* Written problem:
Arrange the records below as a Markdown table with the columns Row and Line. Begin at the line that contains "on ceiling in the photo above.", include every line through the last line of the records, and skip any blank lines.

Point placement records:
☆ ☆ ☆ ☆ ☆

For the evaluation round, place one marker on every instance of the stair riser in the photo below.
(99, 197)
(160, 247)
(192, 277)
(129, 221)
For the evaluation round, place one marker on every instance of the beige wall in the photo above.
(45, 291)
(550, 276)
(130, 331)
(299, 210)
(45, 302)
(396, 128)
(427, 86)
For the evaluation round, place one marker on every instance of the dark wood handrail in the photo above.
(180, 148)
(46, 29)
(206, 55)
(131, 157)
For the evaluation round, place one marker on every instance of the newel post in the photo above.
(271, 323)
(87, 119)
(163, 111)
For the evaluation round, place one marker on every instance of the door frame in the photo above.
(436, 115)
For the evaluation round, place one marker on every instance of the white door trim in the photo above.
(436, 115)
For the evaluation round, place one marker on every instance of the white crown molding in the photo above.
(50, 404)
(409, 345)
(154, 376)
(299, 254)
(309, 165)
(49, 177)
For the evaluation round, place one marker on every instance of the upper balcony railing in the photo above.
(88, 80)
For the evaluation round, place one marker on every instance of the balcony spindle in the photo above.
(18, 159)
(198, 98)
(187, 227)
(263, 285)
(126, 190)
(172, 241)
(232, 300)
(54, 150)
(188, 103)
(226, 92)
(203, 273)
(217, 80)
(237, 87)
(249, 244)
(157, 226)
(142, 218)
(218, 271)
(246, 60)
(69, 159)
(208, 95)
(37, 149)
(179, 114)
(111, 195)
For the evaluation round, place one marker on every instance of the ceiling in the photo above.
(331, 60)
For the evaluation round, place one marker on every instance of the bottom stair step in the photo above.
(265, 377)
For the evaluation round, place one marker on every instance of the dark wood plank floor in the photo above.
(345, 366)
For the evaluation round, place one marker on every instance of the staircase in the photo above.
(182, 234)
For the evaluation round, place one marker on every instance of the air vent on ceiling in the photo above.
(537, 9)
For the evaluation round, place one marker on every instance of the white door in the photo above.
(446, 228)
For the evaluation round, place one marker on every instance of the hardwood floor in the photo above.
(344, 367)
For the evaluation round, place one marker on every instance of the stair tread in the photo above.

☆ ☆ ☆ ☆ ☆

* Answer to the problem:
| Row | Line |
|---|---|
| 1 | For the evaluation round, place one marker on every instance of the air vent on ceiling in the photo above. |
| 2 | (537, 9) |
| 3 | For the evaluation round, place one marker on every instance of the white door in the photo above. |
| 4 | (446, 228) |
| 5 | For the evaluation round, place one marker on every instance of the hardwood floor in the photo above. |
| 6 | (344, 367) |
| 7 | For the evaluation round, place one marker on every instance of the stair tread in the photo above. |